*DATA FOR THIS TASK*:
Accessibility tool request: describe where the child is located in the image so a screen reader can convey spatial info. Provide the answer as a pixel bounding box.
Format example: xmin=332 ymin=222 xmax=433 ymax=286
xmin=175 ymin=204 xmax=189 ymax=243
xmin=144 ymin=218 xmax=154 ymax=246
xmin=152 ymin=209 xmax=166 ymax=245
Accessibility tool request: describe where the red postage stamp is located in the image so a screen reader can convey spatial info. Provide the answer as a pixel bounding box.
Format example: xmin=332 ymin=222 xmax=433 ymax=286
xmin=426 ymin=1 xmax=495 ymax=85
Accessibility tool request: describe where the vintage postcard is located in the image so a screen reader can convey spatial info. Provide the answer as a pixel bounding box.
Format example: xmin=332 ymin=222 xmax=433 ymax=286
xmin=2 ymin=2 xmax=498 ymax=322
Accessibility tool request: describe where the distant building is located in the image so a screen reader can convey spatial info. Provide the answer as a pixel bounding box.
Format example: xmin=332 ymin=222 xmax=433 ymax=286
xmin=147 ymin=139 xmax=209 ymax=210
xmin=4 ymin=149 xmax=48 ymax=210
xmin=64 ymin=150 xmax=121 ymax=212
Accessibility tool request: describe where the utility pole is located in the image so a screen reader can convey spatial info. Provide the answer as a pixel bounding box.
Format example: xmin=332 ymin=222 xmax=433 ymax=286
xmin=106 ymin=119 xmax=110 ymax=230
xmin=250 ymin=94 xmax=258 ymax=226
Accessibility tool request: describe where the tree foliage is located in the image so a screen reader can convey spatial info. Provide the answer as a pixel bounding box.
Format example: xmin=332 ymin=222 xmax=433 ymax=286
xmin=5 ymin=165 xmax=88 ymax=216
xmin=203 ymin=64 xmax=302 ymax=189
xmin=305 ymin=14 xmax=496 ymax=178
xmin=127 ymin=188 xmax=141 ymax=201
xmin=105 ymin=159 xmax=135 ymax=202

*PROBLEM DETAILS*: Taking the entries above, print exactly the lines starting at the line with "Accessibility tool request: describe where the distant" and ending at the line with "Accessibility tool request: describe where the tree", both included.

*ANSWER SPACE*:
Accessibility tool request: describe where the distant building is located in the image so a screen reader can convey spatial info. Provide the answer as a pixel bounding box.
Format example: xmin=332 ymin=222 xmax=433 ymax=286
xmin=147 ymin=139 xmax=209 ymax=210
xmin=4 ymin=149 xmax=48 ymax=210
xmin=64 ymin=150 xmax=121 ymax=212
Accessibility tool request: describe where the utility pole is located in the image so a screen reader can convey spatial info. Provide the answer as a pixel bounding box.
Format example: xmin=332 ymin=222 xmax=433 ymax=286
xmin=106 ymin=119 xmax=110 ymax=230
xmin=250 ymin=94 xmax=258 ymax=226
Accessibility tool request: describe where the tree foliage is located in the image so a screen reader can convey spatial info. Provide the answer as a pixel bounding box.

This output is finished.